Autor: José Natanson

Texto: Comencemos por el contexto. En un marco de crisis financiera global y superado el momento más brillante del boom de los commodities, América Latina enfrenta un cuadro económico de bajo crecimiento, retorno de la restricción externa y tensiones cambiarias. Según datos de la CEPAL, el PIB regional crecerá apenas 0,5 por ciento en 2015. Este cambio de escenario económico llevó a un estancamiento o deterioro de los indicadores sociales que hacen pensar que la región tocó su “pico distributivo”, lo que a su vez se refleja en resultados electorales más ajustados para los gobiernos de izquierda, tal como demostraron los casos de Nicolás Maduro (menos de dos puntos de diferencia con la oposición) y Dilma Rousseff (menos de tres).

Esta baja en la performance electoral tiene como contracara el ascenso de una nueva derecha, que es nueva en tres sentidos básicos. Es nueva porque es democrática, porque ya no apuesta al partido militar como vía de acceso al poder y, exceptuando a sus sectores más recalcitrantes, se mueve dentro de las reglas de juego electorales, disputa elecciones y cuando las pierde acepta lealmente su derrota; es nueva porque es pos-neoliberal, porque al menos públicamente no reivindica las políticas de apertura, privatización y desregulación típicas de los 90, y es nueva porque es lo suficientemente astuta como para mostrar una “cara social”: en línea con el “conservadurismo compasivo” norteamericano, promete cambios macroeconómicos y reformas fiscales pero manteniendo los sistemas de protección desplegados en la última década.

Esta derecha caprilizada, de la cual el PRO de Mauricio Macri es un ejemplo paradigmático, es la que está arriesgando la continuidad de los gobiernos de izquierda. Por eso es necesario bucear más profundo, más allá de la superficie indignada de las referencias a la súbita “derechización” de los electorados y el supuesto reaccionarismo inherente a las clases medias, para entender los motivos que dan cuenta de su crecimiento. Y como toda alternativa democrática se afirma siempre en un suelo conceptual, la nueva derecha tiene como filosofía política una ética protestante de progreso por vía del esfuerzo individual de las personas o las familias: el ascenso como fruto del sudor o el ingenio es desde siempre un valor importante para la derecha, que no sólo no reniega del individualismo sino que incluso lo considera un motor clave para el avance de la sociedad, que debe limitarse a ofrecer igualdad de oportunidades a los ciudadanos para que luego cada uno llegue hasta donde quiera o hasta donde pueda. Por eso sus apelaciones recurren a menudo a la segunda persona del singular, como hace María Eugenia Vidal en sus discursos: “Te hablo a vos, que querés estar mejor…”.

— CONSIGNA —
¿Cómo quedaría en forma de lista el párrafo del extracto sobre la nueva derecha que empieza con «Esta baja en la performance electoral», conservando sus datos principales?

— BLOQUE DE DATOS —
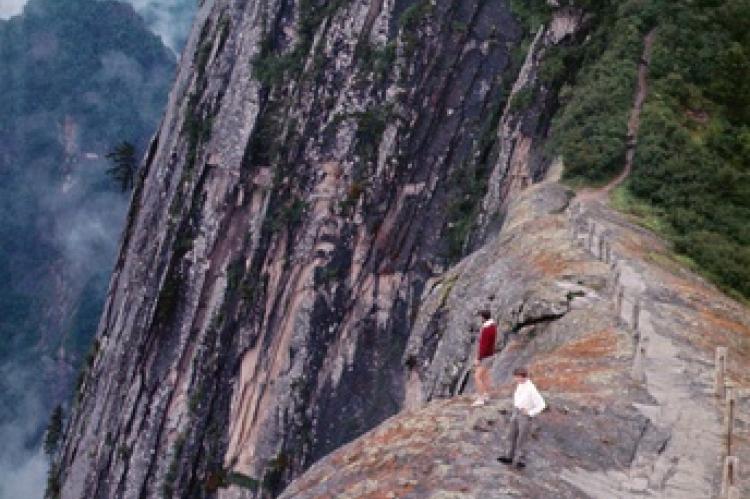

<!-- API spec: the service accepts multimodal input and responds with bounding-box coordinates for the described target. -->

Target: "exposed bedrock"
[59,0,592,498]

— RESULTADO —
La caída electoral de los gobiernos de izquierda tiene como contracara el ascenso de una nueva derecha, nueva en tres sentidos:
- **Es democrática:** ya no recurre al partido militar para llegar al poder. Salvo sus sectores más recalcitrantes, respeta las reglas electorales, compite en elecciones y acepta sus derrotas.
- **Es pos-neoliberal:** al menos en público, no reivindica la apertura, la privatización ni la desregulación típicas de los 90.
- **Muestra una «cara social»:** en línea con el «conservadurismo compasivo» norteamericano, promete cambios macroeconómicos y reformas fiscales, pero manteniendo los sistemas de protección de la última década.